Starting at the line below that contains "Should you be willing to segment every instance of the girl's", print each line through the end of the records exactly as it appears.

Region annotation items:
:::::

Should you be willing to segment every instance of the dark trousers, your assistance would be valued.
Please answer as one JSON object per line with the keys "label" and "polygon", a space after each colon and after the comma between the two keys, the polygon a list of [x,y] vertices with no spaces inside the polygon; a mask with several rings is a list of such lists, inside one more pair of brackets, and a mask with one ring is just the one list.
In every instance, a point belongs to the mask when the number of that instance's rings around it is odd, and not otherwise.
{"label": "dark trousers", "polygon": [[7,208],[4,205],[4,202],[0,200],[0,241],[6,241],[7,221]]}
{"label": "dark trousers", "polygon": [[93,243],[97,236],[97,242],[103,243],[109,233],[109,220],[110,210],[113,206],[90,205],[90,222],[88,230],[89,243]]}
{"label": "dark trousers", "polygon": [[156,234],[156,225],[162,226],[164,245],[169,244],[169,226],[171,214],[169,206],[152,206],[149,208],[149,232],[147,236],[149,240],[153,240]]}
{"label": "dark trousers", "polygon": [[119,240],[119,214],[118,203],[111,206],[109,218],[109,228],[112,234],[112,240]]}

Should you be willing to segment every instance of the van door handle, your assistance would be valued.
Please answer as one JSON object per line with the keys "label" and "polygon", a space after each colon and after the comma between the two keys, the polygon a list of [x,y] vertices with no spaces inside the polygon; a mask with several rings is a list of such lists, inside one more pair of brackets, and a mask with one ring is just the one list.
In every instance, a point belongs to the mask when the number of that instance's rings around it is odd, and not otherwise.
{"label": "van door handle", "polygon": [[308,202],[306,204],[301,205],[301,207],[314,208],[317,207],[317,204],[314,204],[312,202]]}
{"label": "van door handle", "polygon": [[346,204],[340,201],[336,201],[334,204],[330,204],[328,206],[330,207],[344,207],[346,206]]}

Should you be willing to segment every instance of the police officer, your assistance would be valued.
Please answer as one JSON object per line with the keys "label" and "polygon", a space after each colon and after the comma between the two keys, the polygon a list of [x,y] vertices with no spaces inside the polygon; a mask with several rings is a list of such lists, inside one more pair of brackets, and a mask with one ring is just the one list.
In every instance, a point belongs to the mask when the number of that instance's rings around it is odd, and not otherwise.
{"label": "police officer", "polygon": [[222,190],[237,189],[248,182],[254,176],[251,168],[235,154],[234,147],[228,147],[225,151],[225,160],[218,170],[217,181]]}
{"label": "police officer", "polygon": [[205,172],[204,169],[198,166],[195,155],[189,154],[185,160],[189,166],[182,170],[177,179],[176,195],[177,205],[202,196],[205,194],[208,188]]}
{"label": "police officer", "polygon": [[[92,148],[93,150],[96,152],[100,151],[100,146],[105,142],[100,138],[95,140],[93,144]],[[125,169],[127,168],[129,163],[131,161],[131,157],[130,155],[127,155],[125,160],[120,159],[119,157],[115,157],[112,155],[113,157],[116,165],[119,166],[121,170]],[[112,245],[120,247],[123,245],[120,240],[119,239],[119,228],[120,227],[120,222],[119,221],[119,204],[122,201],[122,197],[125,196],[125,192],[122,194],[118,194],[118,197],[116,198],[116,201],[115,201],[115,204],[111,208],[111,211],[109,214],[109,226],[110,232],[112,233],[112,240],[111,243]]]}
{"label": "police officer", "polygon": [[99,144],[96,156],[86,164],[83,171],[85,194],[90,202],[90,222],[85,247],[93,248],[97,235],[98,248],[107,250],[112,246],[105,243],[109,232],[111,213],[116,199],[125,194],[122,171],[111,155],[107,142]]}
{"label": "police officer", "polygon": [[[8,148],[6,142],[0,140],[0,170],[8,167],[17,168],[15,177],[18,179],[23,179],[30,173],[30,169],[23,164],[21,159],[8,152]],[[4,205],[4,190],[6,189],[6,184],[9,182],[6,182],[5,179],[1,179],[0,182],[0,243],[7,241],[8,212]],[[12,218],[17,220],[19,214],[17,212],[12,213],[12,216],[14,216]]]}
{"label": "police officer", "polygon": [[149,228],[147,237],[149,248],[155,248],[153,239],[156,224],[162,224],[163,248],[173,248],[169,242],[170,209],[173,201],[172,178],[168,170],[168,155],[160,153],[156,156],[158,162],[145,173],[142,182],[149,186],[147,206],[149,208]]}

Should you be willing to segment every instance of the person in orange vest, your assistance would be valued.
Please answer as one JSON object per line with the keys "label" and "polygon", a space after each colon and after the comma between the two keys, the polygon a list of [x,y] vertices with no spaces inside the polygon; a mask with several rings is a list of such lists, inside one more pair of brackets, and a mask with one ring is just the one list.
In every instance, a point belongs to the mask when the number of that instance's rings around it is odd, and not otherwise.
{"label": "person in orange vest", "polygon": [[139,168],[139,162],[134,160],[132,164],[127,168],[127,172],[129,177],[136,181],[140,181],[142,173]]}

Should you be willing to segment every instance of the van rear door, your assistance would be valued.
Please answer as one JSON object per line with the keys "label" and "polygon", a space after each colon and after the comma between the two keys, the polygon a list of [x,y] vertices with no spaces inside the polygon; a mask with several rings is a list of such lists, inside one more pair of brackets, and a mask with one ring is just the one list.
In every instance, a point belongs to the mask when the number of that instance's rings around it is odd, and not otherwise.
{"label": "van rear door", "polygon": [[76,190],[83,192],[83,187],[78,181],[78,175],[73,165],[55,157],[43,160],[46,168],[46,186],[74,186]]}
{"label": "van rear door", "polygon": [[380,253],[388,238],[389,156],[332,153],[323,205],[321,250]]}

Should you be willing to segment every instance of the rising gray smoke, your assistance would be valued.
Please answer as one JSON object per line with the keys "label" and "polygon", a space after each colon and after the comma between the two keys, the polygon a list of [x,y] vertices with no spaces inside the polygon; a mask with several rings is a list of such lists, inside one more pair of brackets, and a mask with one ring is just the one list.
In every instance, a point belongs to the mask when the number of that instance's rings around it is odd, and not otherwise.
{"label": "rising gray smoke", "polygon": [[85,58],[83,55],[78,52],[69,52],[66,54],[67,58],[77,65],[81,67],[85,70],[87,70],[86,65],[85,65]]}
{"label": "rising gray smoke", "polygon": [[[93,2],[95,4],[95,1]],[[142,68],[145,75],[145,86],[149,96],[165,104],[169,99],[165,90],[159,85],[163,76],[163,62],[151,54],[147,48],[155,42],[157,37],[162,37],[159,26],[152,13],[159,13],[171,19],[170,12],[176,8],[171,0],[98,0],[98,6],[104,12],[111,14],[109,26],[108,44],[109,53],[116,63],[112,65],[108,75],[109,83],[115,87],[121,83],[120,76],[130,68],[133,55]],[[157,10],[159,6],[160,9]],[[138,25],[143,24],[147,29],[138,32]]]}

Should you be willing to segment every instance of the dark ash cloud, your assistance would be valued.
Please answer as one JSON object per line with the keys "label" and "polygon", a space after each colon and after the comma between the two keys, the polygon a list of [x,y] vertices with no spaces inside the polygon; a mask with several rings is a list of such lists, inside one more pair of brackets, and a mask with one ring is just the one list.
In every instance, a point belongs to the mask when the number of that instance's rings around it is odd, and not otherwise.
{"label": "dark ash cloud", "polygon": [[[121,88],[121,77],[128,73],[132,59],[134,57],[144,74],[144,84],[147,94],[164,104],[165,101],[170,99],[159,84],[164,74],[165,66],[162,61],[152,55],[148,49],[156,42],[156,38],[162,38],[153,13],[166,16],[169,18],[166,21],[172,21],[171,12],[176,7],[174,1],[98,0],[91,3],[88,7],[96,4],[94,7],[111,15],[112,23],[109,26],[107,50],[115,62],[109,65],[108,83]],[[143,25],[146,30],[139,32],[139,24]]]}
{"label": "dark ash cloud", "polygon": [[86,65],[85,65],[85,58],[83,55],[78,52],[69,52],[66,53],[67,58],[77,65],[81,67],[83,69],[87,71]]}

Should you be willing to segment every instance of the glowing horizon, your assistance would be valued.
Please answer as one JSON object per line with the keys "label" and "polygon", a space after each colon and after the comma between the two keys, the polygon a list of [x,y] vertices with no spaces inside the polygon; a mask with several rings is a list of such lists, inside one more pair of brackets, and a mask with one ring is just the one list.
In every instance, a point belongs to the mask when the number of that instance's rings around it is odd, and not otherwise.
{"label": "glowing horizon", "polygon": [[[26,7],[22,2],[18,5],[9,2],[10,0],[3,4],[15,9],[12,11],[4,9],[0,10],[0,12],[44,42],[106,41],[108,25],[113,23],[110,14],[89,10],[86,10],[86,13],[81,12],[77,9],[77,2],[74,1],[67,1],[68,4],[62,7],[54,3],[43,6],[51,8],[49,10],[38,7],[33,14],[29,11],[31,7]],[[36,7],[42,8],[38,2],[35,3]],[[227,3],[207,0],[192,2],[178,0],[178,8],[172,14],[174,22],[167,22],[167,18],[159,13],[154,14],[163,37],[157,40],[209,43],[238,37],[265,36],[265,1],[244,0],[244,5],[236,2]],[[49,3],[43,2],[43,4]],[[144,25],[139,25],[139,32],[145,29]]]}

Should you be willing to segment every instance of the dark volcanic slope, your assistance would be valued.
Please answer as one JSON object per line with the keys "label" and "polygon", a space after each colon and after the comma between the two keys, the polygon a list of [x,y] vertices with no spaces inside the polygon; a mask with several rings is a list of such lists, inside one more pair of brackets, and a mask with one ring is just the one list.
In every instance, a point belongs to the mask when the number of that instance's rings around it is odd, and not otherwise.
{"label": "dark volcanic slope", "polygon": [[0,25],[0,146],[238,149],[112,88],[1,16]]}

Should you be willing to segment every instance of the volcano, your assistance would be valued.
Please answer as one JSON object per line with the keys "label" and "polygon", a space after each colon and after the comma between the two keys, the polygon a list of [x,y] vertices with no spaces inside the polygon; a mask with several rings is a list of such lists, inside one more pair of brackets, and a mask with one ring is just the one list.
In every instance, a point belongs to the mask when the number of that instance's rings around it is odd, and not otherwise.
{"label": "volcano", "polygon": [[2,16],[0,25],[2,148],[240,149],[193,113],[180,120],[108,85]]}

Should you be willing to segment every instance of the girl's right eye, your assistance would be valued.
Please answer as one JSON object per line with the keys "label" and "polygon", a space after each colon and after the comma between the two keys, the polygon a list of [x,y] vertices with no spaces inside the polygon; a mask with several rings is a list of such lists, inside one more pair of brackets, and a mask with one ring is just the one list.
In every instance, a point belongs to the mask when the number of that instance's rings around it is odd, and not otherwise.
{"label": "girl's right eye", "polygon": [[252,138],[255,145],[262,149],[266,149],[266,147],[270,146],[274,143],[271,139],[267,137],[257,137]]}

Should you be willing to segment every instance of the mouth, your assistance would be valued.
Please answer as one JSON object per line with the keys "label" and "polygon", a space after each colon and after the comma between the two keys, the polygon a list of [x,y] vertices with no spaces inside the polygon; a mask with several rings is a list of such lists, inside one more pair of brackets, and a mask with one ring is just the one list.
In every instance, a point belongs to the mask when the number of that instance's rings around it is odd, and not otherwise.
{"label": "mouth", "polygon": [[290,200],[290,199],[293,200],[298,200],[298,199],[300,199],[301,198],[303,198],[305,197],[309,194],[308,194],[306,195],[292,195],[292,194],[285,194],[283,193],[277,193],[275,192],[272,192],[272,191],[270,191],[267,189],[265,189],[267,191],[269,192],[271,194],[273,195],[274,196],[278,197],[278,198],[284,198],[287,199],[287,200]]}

:::::

## Answer to this exercise
Should you be willing to segment every instance of the girl's right eye, your assistance would be valued.
Please answer as one JSON object per line with the keys "label" and "polygon", a space after each colon and after the comma between the two keys, the polygon a list of [x,y] vertices with no spaces inside the polygon; a mask with several rings is a list of such lists, inside one more pair of brackets, and a mask with one ring is just the one list.
In every instance, a point belongs to the mask when the number of that instance's rings around it is odd, and not otherwise.
{"label": "girl's right eye", "polygon": [[252,138],[255,145],[262,149],[266,149],[266,147],[270,146],[274,143],[271,139],[267,137],[257,137]]}

Should you be willing to segment every instance of the mouth, your assistance would be valued.
Please answer as one JSON object per line with the keys "label" and "polygon", a space after each colon and after the comma between the two keys, the polygon a list of [x,y] vertices with no spaces inside the polygon; a mask with several rings is a list of such lists, inside one more pair of brackets, and a mask with one ring is just the one list.
In every instance, a point belongs to the mask when the number of that instance's rings around it is odd, and not otherwise.
{"label": "mouth", "polygon": [[290,200],[290,199],[293,200],[298,200],[298,199],[300,199],[301,198],[303,198],[305,197],[309,194],[308,194],[306,195],[292,195],[292,194],[285,194],[283,193],[277,193],[275,192],[272,192],[272,191],[270,191],[267,189],[265,189],[267,191],[269,192],[271,194],[273,195],[274,196],[278,197],[278,198],[284,198],[287,199],[287,200]]}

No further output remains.